[Text under study Boundary: Start]

Friday, March 13, 2009

This is your brain ... on God

In a neuro-scientific study examining 40 people, of all stripes of faith, researchers found three parts of the brain that are activated when contemplating religious and moral statements. The researchers found:
MRI scans revealed the regions that were activated are those used every day to interpret the feelings and intentions of other people.

'That suggests that religion is not a special case of a belief system, but evolved along with other belief and social cognitive abilities,' said Jordan Grafman, a cognitive neuroscientist at the National Institute of Neurological Disorders and Stroke in Bethesda, Maryland.
This study reinforces previous research in the area and concludes that no one part of the brain is utilized to understand God and religion. There is no "God Spot," as many parts of the brain are implicated:
'There is nothing unique about religious belief in these brain structures,' Professor Grafman said.

'Religion doesn't have a 'God spot' as such, instead it's embedded in a whole range of other belief systems in the brain that we use every day.'

The networks activated by religious beliefs overlap with those that mediate political beliefs and moral beliefs, he said.
'Religion has so many different aspects that it would be very unlikely to find one spot in the brain where religion and God reside,' Dr [Andrew] Newberg [Director of the Centre for Spirituality and the Mind at the University of Pennsylvania] said.
I'm sure that theologians and scientists will point to this study as proof of their understandings of the developmental nature of religion within an individual (i.e., divinely created, biologically predisposed, sociologically developed, etc.). But for me, I just think it is cool to learn about how our brains work when we think about and discuss God and religion. Amen.

[Text under study Boundary: End]
[Data segment Boundary: Start]

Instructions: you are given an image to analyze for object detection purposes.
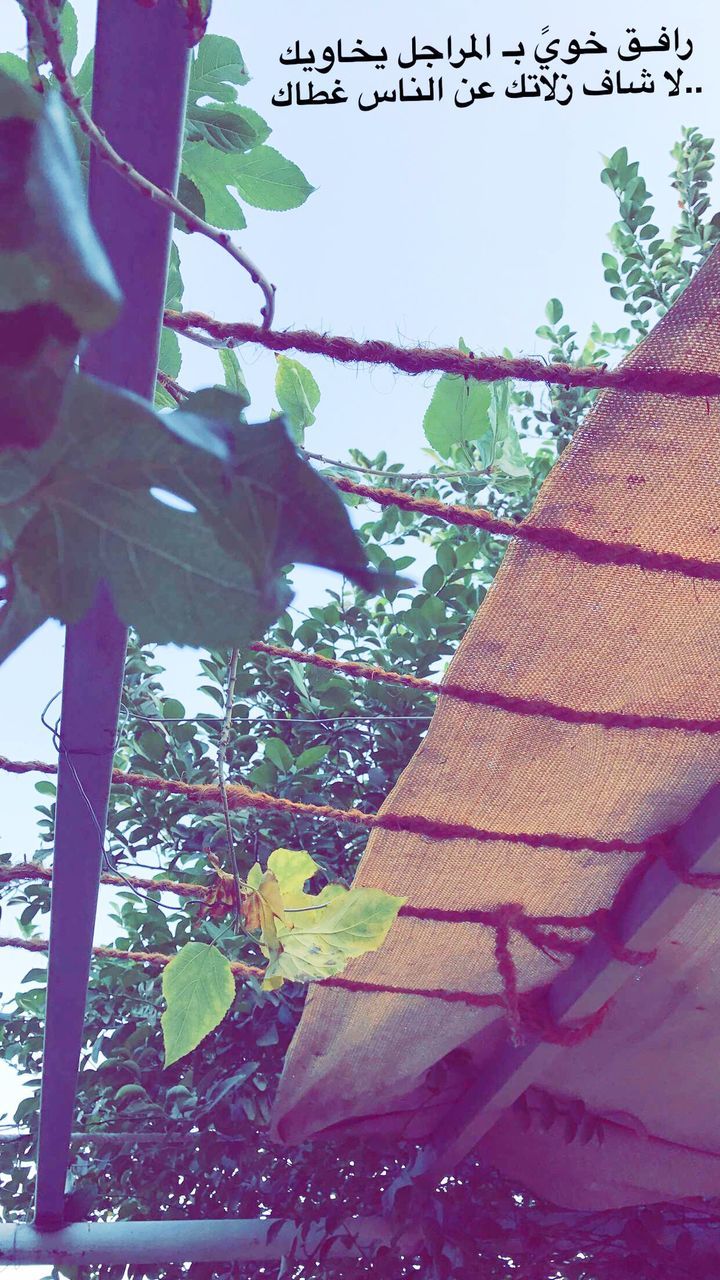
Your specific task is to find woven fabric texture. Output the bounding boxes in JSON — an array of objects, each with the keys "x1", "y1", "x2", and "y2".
[{"x1": 269, "y1": 241, "x2": 720, "y2": 1208}]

[Data segment Boundary: End]

Apply what you read:
- a) Decide whether each statement agrees with the post about religion and the brain, answering yes or no and quoting the words that settle it: (i) The study examined 40 people. (ii) The study identified one part of the brain used to understand God and religion. (iii) Grafman said the networks activated by religious beliefs overlap with those behind political and moral beliefs.
- b) Print the part of the post about religion and the brain that starts with "The networks activated" and goes on through "of Pennsylvania] said.".
The data above has no connection to the post about religion and the brain.

Answer list:
- a)
(i) Yes: "In a neuro-scientific study examining 40 people"
(ii) No: "concludes that no one part of the brain is utilized to understand God and religion"
(iii) Yes: "The networks activated by religious beliefs overlap with those that mediate political beliefs and moral beliefs"

- b)
The networks activated by religious beliefs overlap with those that mediate political beliefs and moral beliefs, he said.
'Religion has so many different aspects that it would be very unlikely to find one spot in the brain where religion and God reside,' Dr [Andrew] Newberg [Director of the Centre for Spirituality and the Mind at the University of Pennsylvania] said.